▶ **Your instructions**: Pull out every line below that contains the word "standing", and copy each one in full.

▶ **Stored records**:
________

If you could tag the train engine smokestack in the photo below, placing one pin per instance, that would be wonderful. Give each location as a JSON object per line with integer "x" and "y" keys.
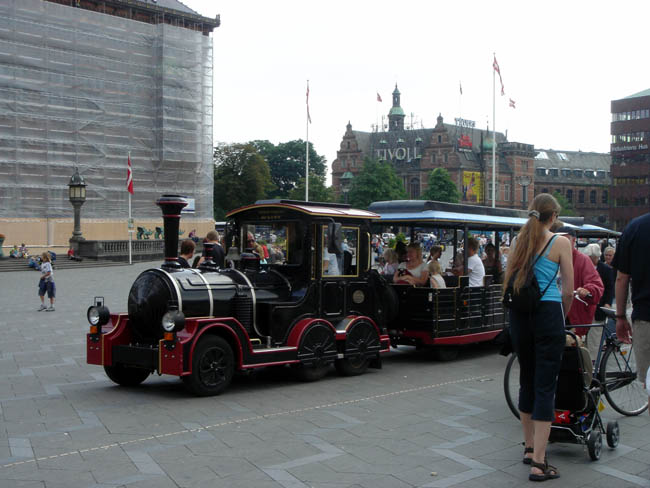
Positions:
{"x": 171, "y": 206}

________

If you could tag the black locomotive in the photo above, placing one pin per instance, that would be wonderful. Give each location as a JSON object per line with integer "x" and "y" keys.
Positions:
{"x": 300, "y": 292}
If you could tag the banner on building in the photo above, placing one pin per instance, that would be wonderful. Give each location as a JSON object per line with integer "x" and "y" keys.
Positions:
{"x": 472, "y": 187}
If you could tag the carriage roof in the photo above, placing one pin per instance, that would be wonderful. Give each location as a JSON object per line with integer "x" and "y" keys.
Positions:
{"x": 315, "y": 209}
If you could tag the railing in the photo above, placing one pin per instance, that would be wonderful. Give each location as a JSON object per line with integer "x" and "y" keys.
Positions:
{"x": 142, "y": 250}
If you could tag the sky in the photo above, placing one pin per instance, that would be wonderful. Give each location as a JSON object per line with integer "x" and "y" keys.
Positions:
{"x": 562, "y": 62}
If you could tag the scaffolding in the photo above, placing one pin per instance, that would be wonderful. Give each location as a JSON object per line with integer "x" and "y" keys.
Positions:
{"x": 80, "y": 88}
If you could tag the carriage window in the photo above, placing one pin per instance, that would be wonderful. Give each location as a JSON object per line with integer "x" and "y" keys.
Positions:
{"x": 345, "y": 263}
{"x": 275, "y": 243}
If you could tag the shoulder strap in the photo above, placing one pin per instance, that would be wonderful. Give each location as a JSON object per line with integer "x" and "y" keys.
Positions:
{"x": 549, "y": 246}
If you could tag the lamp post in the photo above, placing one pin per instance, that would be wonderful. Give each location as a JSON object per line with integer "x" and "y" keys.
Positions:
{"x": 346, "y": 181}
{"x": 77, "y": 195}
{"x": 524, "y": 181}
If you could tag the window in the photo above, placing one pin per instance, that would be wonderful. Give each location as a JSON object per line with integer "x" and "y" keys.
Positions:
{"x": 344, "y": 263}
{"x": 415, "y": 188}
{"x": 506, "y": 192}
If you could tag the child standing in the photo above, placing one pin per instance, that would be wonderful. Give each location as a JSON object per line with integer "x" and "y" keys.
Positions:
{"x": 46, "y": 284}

________

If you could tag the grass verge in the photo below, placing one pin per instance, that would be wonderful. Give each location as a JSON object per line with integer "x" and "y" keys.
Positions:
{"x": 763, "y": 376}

________

▶ **Solution for this problem**:
If you could tag the child standing in the photo above, placing one pin per instance, that would be wonderful. Give each location as a JSON object per line with integer "x" and "y" keys.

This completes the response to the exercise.